------ Material for this exercise

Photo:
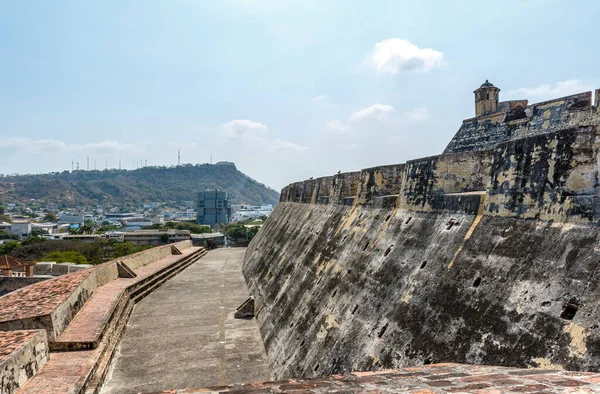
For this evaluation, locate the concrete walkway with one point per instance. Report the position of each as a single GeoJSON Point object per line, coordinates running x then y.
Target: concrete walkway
{"type": "Point", "coordinates": [184, 334]}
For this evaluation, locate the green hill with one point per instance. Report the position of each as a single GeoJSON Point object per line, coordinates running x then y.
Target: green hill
{"type": "Point", "coordinates": [145, 185]}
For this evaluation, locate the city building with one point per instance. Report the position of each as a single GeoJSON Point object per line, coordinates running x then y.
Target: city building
{"type": "Point", "coordinates": [243, 212]}
{"type": "Point", "coordinates": [155, 237]}
{"type": "Point", "coordinates": [21, 228]}
{"type": "Point", "coordinates": [214, 206]}
{"type": "Point", "coordinates": [209, 239]}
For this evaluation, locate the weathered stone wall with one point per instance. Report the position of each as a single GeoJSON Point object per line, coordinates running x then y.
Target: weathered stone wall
{"type": "Point", "coordinates": [52, 304]}
{"type": "Point", "coordinates": [22, 354]}
{"type": "Point", "coordinates": [485, 254]}
{"type": "Point", "coordinates": [9, 284]}
{"type": "Point", "coordinates": [483, 133]}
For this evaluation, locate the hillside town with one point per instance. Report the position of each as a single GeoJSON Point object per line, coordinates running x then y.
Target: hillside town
{"type": "Point", "coordinates": [207, 222]}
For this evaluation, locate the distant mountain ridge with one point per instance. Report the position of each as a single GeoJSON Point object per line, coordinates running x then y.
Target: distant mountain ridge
{"type": "Point", "coordinates": [144, 185]}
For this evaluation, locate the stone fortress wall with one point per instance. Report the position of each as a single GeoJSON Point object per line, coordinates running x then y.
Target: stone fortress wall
{"type": "Point", "coordinates": [485, 254]}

------------

[What is required]:
Reproduce every line of the items above as a numbered list, omitting any blank lines and leaving out the pictures.

[Output]:
1. Photo:
2. For this evaluation, locate the concrete walkway with one point per instance. Report the position of each as a single GeoJSON Point object per line, coordinates running x then y.
3. Target: concrete walkway
4. {"type": "Point", "coordinates": [184, 334]}
5. For this evaluation, locate the green hill with one point per instance. Report the position of each as a single GeoJSON Point object per line, coordinates running x then y.
6. Target: green hill
7. {"type": "Point", "coordinates": [145, 185]}
8. For this evaluation, locate the city building with one point per instance. Report the position of each as a single GeoJSON Point object per line, coordinates running x then y.
9. Target: city building
10. {"type": "Point", "coordinates": [243, 212]}
11. {"type": "Point", "coordinates": [155, 237]}
12. {"type": "Point", "coordinates": [21, 228]}
13. {"type": "Point", "coordinates": [214, 206]}
14. {"type": "Point", "coordinates": [209, 239]}
15. For this evaluation, locate the weathered stone wall with one point per instance. Report the position of each as a single GeoJSON Point object per line, coordinates running x then y.
16. Target: weathered stone wall
17. {"type": "Point", "coordinates": [52, 304]}
18. {"type": "Point", "coordinates": [22, 354]}
19. {"type": "Point", "coordinates": [485, 254]}
20. {"type": "Point", "coordinates": [9, 284]}
21. {"type": "Point", "coordinates": [483, 133]}
22. For this evaluation, locate the hillside town with one point per instance. Report the position of each as a single GeoJSON Point object per line, coordinates running x then y.
23. Target: hillside town
24. {"type": "Point", "coordinates": [207, 222]}
25. For this evaluation, locate the distant mountain ridge with one point per instance. Report the position of each as a single GeoJSON Point object per line, coordinates running x then y.
26. Target: distant mountain ridge
27. {"type": "Point", "coordinates": [144, 185]}
28. For this evaluation, locate the stone fortress wall with one point per instance. Report the position of each as a single GeoJSON Point object per line, coordinates running x then y.
29. Target: stone fortress wall
30. {"type": "Point", "coordinates": [485, 254]}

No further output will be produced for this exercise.